Part 1: Open-source style guide.
A good graph is easy to read. A goal when creating data visualizations is to convey information in a clear and concise way. One of the most prominent features of most data visualizations is color, but what happens to a graph for someone who has difficulty differentiating colors?
For example, an orange and green color that may appear separate to some could appear nearly identical to individuals with protanopia vision, a type of colorblindness.
At Square, we’re building a guide for visualizing data so that data is accessible to as many people as possible. Today, we’re open-sourcing the design file to continue evolving this resource. Additionally, later this year, we’re open-sourcing a Python package for you to easily use and adapt this design file in your visualization work.
First, let’s look at what data visualizations and color vision deficiencies are:
Data visualization (visualisation), or the visual communication of data, is the study or creation of data represented visually. Michael Friendly describes it as, “information that has been abstracted in some schematic form, including attributes or variables for the units of information.” Nicholas Felton describes his work as, “translating quotidian data into meaningful objects and experiences.”
Data visualization comes in many forms. Some of my favorite places to look at and think about different types of visualization:
Giorgia Lupi and Stefanie Posavec’s project Dear Data — now a part of the Museum of Modern Art collection — is a collaboration of personal data visualizations that Giorgia and Stefanie mailed to each other on postcards.
Facts about vision
Color vision deficiency is a condition where a person’s eyes are unable to see colors in normal light situations. People with color vision deficiency have a hard time telling colors apart. Most people who suffer from color vision deficiency are not blind to color, but have a reduced ability to see them. However, the most severe forms of these deficiencies are referred to as color blindness.
Color blindness affects millions of people worldwide: it is estimated that 260–320 million total individuals are affected genetically — 1 in 12 men and 1 in 200 women. However, color deficiencies — of all kinds — vary between individuals. The World Health Organization (WHO) identifies 4% of the global population as being visually impaired, 4% as having low vision, and 0.6% as being blind.

Entries contained in a dataset:

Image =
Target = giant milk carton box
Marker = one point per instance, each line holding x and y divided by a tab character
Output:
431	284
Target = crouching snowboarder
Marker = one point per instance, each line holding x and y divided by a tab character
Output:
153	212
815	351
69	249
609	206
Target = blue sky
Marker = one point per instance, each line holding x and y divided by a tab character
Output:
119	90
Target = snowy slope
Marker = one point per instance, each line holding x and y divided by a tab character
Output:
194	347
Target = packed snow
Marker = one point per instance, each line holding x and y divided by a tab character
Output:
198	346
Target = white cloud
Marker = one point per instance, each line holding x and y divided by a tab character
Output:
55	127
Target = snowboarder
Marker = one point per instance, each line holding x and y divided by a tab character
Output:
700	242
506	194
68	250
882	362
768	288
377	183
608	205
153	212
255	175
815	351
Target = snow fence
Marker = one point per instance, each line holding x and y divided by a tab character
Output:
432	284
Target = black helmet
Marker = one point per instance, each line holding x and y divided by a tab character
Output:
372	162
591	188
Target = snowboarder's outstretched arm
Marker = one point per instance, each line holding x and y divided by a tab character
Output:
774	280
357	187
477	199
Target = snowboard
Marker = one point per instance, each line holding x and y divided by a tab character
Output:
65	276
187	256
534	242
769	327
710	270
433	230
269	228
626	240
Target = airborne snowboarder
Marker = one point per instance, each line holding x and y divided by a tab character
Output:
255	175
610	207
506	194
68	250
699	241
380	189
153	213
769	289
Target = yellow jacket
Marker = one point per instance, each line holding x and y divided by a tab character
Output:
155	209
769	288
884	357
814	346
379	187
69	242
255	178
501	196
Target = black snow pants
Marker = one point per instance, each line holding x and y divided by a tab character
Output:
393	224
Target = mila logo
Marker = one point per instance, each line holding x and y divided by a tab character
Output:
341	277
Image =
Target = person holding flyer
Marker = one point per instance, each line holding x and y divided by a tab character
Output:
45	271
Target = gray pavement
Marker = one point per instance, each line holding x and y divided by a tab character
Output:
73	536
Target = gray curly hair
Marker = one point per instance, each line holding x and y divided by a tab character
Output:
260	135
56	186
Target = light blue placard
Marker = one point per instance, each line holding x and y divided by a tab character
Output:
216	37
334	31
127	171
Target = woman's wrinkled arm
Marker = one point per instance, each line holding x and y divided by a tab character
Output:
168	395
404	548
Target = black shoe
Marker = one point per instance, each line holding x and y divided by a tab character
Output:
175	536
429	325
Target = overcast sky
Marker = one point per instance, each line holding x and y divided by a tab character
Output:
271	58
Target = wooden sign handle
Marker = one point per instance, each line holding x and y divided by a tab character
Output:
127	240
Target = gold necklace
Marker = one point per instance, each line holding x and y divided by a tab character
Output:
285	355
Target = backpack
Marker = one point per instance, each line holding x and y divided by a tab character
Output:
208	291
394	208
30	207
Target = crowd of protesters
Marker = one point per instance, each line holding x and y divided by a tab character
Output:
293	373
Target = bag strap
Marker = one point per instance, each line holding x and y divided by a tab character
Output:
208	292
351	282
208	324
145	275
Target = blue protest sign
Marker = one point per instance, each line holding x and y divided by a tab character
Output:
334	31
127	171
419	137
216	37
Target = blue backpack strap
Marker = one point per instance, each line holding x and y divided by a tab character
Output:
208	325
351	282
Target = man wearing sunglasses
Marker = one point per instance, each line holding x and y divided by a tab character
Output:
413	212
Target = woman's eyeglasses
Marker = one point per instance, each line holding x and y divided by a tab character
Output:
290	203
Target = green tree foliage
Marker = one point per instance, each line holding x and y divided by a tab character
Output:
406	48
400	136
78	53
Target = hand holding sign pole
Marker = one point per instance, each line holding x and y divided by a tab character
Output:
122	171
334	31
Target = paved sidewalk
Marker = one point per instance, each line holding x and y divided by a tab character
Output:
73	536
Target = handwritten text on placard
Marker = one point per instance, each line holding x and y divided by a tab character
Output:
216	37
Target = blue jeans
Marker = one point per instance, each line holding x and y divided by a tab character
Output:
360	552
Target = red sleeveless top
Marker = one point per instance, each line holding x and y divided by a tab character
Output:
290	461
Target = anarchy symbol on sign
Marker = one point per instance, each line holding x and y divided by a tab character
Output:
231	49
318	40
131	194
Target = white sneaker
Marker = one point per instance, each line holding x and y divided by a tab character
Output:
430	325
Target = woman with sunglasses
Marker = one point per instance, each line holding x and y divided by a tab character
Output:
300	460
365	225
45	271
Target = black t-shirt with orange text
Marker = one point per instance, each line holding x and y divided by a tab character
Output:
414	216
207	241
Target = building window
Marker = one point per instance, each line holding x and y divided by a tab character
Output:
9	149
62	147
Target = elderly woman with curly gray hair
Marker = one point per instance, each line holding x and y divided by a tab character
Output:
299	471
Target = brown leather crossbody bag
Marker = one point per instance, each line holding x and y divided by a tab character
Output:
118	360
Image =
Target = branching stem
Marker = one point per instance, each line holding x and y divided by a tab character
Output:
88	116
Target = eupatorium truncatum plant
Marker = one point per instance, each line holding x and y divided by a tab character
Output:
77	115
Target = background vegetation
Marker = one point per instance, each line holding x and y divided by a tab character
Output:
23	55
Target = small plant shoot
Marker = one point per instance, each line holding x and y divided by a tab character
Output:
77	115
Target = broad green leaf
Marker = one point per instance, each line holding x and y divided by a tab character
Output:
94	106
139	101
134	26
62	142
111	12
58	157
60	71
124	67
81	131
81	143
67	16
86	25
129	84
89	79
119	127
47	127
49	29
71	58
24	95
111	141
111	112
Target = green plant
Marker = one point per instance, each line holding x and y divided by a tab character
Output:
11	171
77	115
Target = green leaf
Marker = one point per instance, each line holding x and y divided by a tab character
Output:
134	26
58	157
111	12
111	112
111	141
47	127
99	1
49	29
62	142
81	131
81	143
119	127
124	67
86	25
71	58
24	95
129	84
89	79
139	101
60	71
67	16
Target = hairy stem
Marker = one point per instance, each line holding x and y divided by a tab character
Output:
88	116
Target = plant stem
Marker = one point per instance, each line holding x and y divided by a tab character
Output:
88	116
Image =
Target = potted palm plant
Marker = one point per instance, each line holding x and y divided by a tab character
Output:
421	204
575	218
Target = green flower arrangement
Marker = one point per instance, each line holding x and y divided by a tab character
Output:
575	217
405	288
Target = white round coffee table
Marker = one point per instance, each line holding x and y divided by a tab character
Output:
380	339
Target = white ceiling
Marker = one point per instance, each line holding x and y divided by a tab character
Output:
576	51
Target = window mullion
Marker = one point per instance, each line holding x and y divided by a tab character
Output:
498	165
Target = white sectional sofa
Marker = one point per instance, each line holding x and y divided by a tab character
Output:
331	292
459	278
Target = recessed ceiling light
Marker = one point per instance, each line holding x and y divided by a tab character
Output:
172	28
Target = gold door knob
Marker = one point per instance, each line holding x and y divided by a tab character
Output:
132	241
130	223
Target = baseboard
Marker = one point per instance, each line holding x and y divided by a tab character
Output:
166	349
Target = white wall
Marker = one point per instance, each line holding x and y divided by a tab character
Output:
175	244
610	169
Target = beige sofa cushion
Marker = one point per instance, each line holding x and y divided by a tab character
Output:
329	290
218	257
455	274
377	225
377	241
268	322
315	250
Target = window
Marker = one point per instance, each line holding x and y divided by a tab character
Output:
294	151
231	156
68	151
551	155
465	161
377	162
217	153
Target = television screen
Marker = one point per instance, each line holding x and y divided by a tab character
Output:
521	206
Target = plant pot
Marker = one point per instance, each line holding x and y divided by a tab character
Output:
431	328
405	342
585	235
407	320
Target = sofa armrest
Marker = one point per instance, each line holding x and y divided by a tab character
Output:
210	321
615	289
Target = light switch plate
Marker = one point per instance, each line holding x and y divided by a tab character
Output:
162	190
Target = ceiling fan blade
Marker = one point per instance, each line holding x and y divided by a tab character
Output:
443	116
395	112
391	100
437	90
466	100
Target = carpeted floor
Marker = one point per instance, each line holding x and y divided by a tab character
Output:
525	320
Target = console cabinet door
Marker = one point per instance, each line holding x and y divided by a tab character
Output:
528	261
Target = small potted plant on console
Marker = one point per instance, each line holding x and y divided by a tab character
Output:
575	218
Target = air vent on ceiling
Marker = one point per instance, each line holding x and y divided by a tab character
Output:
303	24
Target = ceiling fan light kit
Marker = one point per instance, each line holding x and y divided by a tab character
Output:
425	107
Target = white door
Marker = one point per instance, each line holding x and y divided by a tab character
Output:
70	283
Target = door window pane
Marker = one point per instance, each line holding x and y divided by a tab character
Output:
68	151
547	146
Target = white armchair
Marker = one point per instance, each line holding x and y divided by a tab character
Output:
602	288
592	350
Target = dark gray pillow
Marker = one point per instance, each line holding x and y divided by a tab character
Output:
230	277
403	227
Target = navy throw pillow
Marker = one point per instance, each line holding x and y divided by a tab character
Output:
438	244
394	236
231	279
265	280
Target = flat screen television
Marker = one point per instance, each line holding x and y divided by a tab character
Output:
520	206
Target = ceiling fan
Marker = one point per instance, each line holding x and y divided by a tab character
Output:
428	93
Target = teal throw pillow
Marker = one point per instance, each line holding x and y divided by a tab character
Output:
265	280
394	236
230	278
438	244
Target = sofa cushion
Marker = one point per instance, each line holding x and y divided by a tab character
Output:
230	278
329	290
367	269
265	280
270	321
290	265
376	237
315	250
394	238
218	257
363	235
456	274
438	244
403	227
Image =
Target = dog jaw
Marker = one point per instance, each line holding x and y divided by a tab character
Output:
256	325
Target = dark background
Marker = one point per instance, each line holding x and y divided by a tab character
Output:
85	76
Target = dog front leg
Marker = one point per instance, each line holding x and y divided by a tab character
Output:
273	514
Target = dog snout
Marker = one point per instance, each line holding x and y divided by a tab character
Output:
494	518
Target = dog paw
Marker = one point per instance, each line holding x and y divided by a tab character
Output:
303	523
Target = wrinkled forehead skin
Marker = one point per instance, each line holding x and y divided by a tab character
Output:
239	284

**REQUIRED ACTIONS:**
1. Answer these questions using the data visualization article.
(a) Which type of colorblindness is named as one that can make orange and green appear nearly identical?
(b) Of which museum's collection is the project Dear Data now a part?
(c) What percentage of the global population does the World Health Organization identify as being blind?
2. Transcribe everything in the data visualization article from "Part 1: Open-source" down to "type of colorblindness.".
3. Pick up the data visualization article after its final sentence and continue writing it.

**RESPONSES FOR EACH TASK:**
1.
(a) Protanopia
(b) The Museum of Modern Art
(c) 0.6%

2.
Part 1: Open-source style guide.
A good graph is easy to read. A goal when creating data visualizations is to convey information in a clear and concise way. One of the most prominent features of most data visualizations is color, but what happens to a graph for someone who has difficulty differentiating colors?
For example, an orange and green color that may appear separate to some could appear nearly identical to individuals with protanopia vision, a type of colorblindness.

3.
There are a variety of classes of color vision deficiency; the most common is red-green color blindness or protanopia. Other color vision deficiencies include: protanomaly, deuteranopia, deuteranomaly, tritanopia, tritanomaly, achromatopsia, achromatomaly, and low-contrast.
Color vision deficiencies can be acquired, but most are inherited genetically. The genes that influence the colors inside the eyes, called ‘photopigments,’ are carried on the X chromosome. If these genes are abnormal or damaged, color blindness occurs. Sometimes color blindness can be caused by physical or chemical damage to the eye, the optic nerve, or parts of the brain that process color information. Color vision can also decline with age, most often because of cataract — a clouding and yellowing of the eye’s lens.
Building a data visualization guide for color vision deficiency accessibility
The use of color in data visualization is primarily to differentiate data categories to illustrate the information described as quickly and easily as possible.
The color sets in this guide are created for contrast across multiple types of reduced vision and color vision deficiencies, containing colors that are differentiated across hue, saturation, and brightness.
We also intended to use colors that we find aesthetically pleasing. Of course this is subjective and contextual—a red color might be preferred to conform to a brand’s color set, but have negative implications when used for visualizing financial information.
An element of contrast that isn’t included in this guide yet—as it’s harder to systematize—is texture. If a bar chart incorporated diagonal lines and a grid of dots, there would be another type of differentiation that would assist in clearly communicating two separate data sets.